> _Assigned task_
Show only those lines of the entries where the string "black" is found.

(Collected data)
┌────────
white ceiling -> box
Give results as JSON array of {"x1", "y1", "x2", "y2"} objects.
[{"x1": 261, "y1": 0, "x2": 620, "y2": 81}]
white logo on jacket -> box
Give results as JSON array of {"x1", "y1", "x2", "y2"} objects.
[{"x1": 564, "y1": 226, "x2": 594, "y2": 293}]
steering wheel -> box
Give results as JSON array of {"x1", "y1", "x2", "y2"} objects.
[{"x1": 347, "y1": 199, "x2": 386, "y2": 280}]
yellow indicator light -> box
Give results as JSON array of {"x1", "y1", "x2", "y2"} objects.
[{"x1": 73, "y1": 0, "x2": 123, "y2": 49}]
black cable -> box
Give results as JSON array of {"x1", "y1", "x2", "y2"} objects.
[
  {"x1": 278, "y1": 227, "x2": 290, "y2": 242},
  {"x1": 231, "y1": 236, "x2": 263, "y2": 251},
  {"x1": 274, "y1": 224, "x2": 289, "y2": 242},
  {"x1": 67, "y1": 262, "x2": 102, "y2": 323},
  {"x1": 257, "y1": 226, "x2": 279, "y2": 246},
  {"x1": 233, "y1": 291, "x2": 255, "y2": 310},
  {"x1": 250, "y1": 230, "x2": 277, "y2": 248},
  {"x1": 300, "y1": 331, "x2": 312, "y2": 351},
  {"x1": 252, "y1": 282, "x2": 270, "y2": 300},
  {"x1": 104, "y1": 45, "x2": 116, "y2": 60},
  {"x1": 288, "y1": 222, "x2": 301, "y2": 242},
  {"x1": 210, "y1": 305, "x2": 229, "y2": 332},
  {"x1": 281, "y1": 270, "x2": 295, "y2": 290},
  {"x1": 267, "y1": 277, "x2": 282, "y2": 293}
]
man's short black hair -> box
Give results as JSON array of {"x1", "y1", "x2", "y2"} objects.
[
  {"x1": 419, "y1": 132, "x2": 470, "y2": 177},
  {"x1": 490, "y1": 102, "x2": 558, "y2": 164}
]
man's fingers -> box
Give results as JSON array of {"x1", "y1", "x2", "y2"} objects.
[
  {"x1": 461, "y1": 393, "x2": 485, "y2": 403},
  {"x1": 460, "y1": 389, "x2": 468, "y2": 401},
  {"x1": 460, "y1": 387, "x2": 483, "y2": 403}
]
└────────
> _Answer section_
black cable -> box
man's short black hair -> box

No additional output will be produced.